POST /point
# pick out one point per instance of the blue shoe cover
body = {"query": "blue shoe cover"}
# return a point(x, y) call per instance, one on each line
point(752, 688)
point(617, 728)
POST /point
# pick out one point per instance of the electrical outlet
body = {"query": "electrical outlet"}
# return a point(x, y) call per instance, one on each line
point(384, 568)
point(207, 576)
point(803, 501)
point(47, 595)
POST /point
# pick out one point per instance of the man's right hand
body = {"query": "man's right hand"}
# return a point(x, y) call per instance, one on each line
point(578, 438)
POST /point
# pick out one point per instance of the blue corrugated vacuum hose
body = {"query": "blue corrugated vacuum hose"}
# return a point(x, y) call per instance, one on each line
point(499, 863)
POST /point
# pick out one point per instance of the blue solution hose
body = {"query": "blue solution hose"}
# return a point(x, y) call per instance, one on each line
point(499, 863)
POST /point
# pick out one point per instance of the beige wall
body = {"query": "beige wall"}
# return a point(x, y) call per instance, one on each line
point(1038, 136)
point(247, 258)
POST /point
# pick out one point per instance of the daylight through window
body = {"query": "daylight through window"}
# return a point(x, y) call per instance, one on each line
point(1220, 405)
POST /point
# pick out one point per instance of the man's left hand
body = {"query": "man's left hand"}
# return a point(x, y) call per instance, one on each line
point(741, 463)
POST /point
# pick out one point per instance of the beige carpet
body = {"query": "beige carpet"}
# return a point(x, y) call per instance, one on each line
- - - - - - -
» **GIVEN TASK**
Rewrite every line of the records above as a JSON list of strings, one string per line, with blank lines omitted.

» **ANSWER BELOW**
[
  "POST /point",
  "# pick out one point per instance of the blue shoe cover",
  "body = {\"query\": \"blue shoe cover\"}",
  "# return a point(x, y) call per instance, one on each line",
  "point(752, 688)",
  "point(617, 728)",
  "POST /point",
  "# pick out one point per instance of the electrical outlet",
  "body = {\"query\": \"electrical outlet\"}",
  "# return a point(x, y) call per instance, one on each line",
  "point(384, 568)",
  "point(207, 576)",
  "point(803, 501)",
  "point(47, 595)",
  "POST /point",
  "# pick out one point per instance of the man's right hand",
  "body = {\"query\": \"man's right hand\"}",
  "# return a point(x, y) call per instance, one on each line",
  "point(578, 438)",
  "POST /point",
  "# pick out one point per instance of the blue corrugated vacuum hose",
  "body = {\"query\": \"blue corrugated vacuum hose\"}",
  "# return a point(x, y) call per instance, one on each line",
  "point(499, 863)",
  "POST /point",
  "# pick out one point per instance of the blue solution hose",
  "body = {\"query\": \"blue solution hose\"}",
  "# return a point(x, y) call per instance, one on each line",
  "point(499, 863)",
  "POST /point",
  "# pick out one point per instance of the beige wall",
  "body = {\"query\": \"beige wall\"}",
  "# return a point(x, y) call per instance, one on each line",
  "point(1038, 136)",
  "point(247, 258)",
  "POST /point",
  "# pick out one point per instance of the daylight through window",
  "body = {\"query\": \"daylight through window\"}",
  "# return a point(x, y) call per instance, one on each line",
  "point(1220, 405)",
  "POST /point",
  "# pick out one point per instance of the man's left hand",
  "body = {\"query\": \"man's left hand\"}",
  "# return a point(x, y) call per instance, one on each line",
  "point(741, 463)",
  "POST /point",
  "# pick out one point per instance of the beige carpet",
  "body = {\"query\": \"beige carpet\"}",
  "# return a point(x, y) call per instance, one on each line"
]